-- begin Dataset content --

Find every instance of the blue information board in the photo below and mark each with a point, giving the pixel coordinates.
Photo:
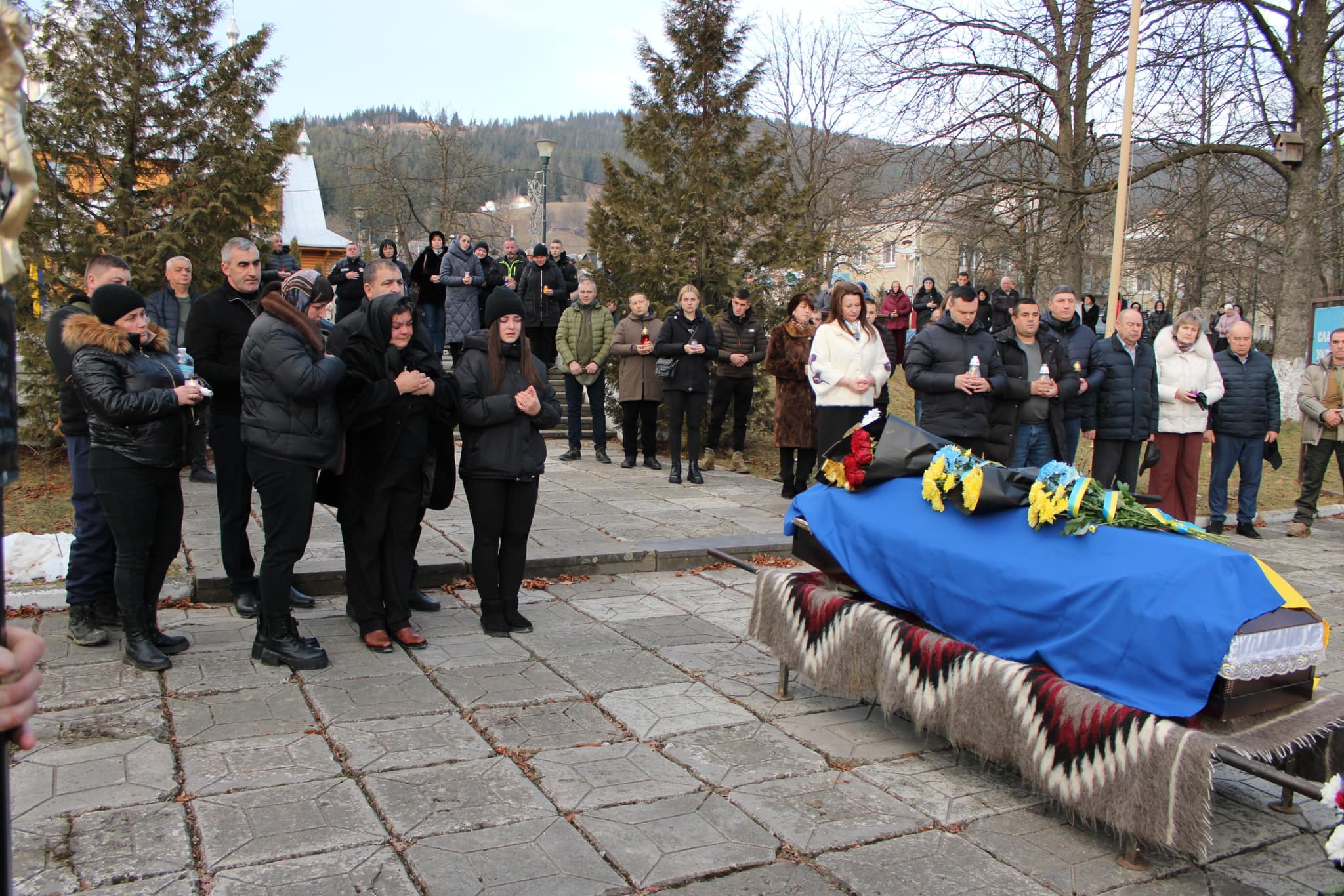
(1323, 321)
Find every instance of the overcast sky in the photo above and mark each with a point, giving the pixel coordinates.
(499, 60)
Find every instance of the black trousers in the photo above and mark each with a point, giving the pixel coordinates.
(640, 424)
(233, 492)
(381, 551)
(143, 506)
(501, 516)
(688, 406)
(287, 515)
(736, 390)
(1116, 461)
(543, 343)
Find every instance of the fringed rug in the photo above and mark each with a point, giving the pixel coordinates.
(1139, 773)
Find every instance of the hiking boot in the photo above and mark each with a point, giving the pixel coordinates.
(84, 628)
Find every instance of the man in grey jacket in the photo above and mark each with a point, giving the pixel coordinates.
(1322, 402)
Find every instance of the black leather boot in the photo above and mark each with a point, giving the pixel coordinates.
(515, 620)
(282, 645)
(142, 652)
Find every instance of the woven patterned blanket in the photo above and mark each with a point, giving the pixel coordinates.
(1139, 773)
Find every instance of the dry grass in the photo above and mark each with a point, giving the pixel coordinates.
(1278, 488)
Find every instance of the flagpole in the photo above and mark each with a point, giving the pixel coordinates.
(1117, 245)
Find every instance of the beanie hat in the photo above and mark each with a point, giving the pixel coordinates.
(503, 301)
(114, 301)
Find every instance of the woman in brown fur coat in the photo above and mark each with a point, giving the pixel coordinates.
(795, 402)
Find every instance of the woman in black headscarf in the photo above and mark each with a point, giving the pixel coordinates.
(400, 410)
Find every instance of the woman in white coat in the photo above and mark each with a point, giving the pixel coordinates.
(847, 367)
(1187, 383)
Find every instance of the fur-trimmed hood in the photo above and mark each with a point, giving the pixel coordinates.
(285, 312)
(87, 329)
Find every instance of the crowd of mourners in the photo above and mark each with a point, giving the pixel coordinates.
(358, 411)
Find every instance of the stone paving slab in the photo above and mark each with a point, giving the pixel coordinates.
(598, 674)
(505, 684)
(671, 710)
(252, 764)
(538, 856)
(933, 863)
(55, 779)
(827, 810)
(678, 838)
(465, 796)
(547, 725)
(582, 778)
(342, 872)
(266, 711)
(283, 823)
(385, 744)
(121, 844)
(742, 754)
(382, 697)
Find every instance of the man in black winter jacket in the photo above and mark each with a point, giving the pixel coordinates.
(1241, 425)
(93, 555)
(346, 278)
(215, 335)
(1083, 351)
(280, 264)
(956, 402)
(1127, 403)
(546, 295)
(1027, 421)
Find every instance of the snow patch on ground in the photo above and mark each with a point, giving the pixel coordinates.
(37, 558)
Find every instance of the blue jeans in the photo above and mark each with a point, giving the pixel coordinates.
(1034, 446)
(93, 556)
(434, 323)
(1073, 429)
(597, 403)
(1249, 457)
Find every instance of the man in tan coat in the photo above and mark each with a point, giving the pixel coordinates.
(639, 387)
(1320, 399)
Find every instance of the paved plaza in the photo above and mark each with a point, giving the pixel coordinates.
(632, 743)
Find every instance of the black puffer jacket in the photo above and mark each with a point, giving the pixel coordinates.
(500, 442)
(692, 371)
(73, 417)
(1007, 409)
(1249, 407)
(934, 359)
(289, 388)
(129, 391)
(1127, 402)
(1085, 355)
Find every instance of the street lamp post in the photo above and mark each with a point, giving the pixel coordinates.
(545, 148)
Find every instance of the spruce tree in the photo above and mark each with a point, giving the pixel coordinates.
(147, 138)
(711, 202)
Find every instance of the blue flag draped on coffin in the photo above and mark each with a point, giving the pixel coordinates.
(1144, 619)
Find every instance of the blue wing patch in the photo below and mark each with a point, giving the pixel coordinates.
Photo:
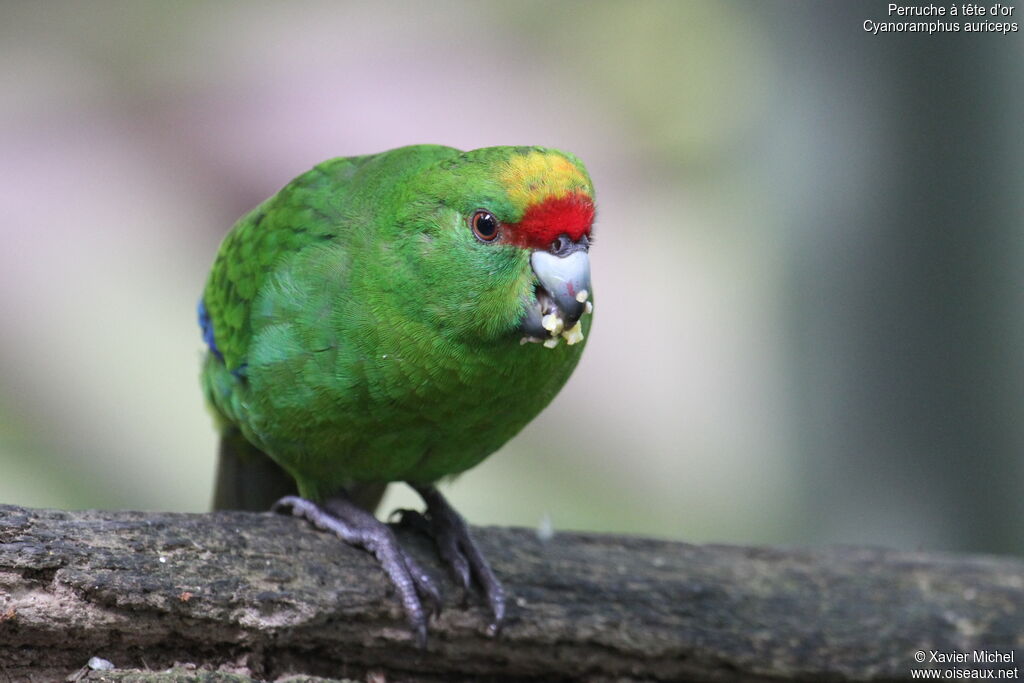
(206, 325)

-- end Dataset content --

→ Goal of the exercise
Could you copy out all of the records above word for word, omitting the pictures?

→ Exercise solution
Find every instance of the blue information board in the photo below and mark each with a point, giving the pixel coordinates.
Photo:
(1323, 321)
Find every instance of the overcast sky in the photo above and mark each with a point, giving the pixel coordinates.
(499, 60)
Find every instance of the black trousers in the photo above and mark each with a point, giving the pixel coordinates.
(640, 424)
(233, 492)
(381, 551)
(143, 506)
(501, 516)
(688, 406)
(287, 515)
(736, 390)
(1116, 461)
(543, 343)
Find every instance of the fringed rug in the photo above and mark each with a point, giving the pixel coordinates.
(1139, 773)
Find every instance of the hiking boot in the photo above and mark each with a point, giving the pixel coordinates.
(84, 628)
Find every instance of the man in grey jacket in the photo above and mark each with a point, giving the pixel coordinates.
(1322, 402)
Find every instance of the black leather boot in the photo above and mark each with a point, giving the pixel coordinates.
(515, 620)
(282, 645)
(142, 652)
Find every instance of the woven patterned blanket in the photo above and mark each with a point, giving the pixel coordinates.
(1139, 773)
Find every instance of the dry grass in the photo above and mark each with a point, giving the pixel coordinates.
(1278, 488)
Find every instance of the flagpole in the photo above and mark each with a point, giving the pixel coordinates.
(1117, 245)
Find every instance of the beanie hat in the photo above and mark each with a point, giving the pixel coordinates.
(503, 301)
(114, 301)
Find every instance of the woman in brown fur coat in the photo above and mark each with a point, giving the pixel coordinates.
(795, 402)
Find every instance of the woman in black headscarf in the photo above and mark each with a point, giving the pixel coordinates.
(400, 410)
Find every instance of the woman in white coat in the photo above and mark each with a point, giving the pixel coordinates.
(847, 367)
(1187, 383)
Find every instance of the fur-trimmed hood in the photo above and mark each with a point, giving the pixel coordinates.
(285, 312)
(87, 329)
Find every instance of the crowd of mourners in the photo above and mark each with a point, giving the pixel coordinates.
(358, 411)
Find every instance of the stone paving slab in the photo above and mark each with a point, giving the pixel coordinates.
(598, 674)
(505, 684)
(671, 710)
(252, 764)
(538, 856)
(933, 863)
(55, 779)
(827, 810)
(678, 838)
(465, 796)
(547, 725)
(582, 778)
(342, 872)
(266, 711)
(283, 823)
(385, 744)
(121, 844)
(742, 754)
(382, 697)
Find every instance of the man in black winter jacket in the photo above and mark each with a point, giving the pixel coordinates.
(1241, 425)
(93, 555)
(346, 278)
(215, 335)
(1083, 351)
(280, 264)
(956, 402)
(1127, 403)
(546, 295)
(1027, 421)
Find every instance of the snow patch on ground in the photo above and mark each with a point, giving the pixel coordinates.
(37, 558)
Find every instance of the blue jeans in the photo above and mark each with a point, giving the pixel coordinates.
(1034, 446)
(93, 556)
(434, 323)
(1073, 429)
(597, 403)
(1249, 457)
Find every instance of the man in tan coat in the photo above and mark each with a point, giving the pixel coordinates.
(639, 387)
(1320, 399)
Find every instance of the paved plaza in the photo above and mark each with a point, giving the pixel coordinates.
(632, 743)
Find every instance of the black puffer jacket in the photo above and mark each with a point, giving the pixel coordinates.
(500, 442)
(692, 371)
(73, 417)
(1007, 409)
(1249, 407)
(934, 359)
(289, 388)
(129, 391)
(1127, 402)
(1085, 355)
Find every instance of the street lamp post in the photo above and mark each with a point, giving the pixel coordinates.
(545, 148)
Find every instance of the spruce tree in the photo above and mark each with a point, giving the pixel coordinates.
(147, 138)
(711, 202)
Find every instance of the blue flag draped on coffin in the photo above and mark each with a point, giving the pixel coordinates.
(1144, 619)
Find every instance of the blue wing patch in the photo below and mark each with a point, giving the pixel coordinates.
Photo:
(206, 325)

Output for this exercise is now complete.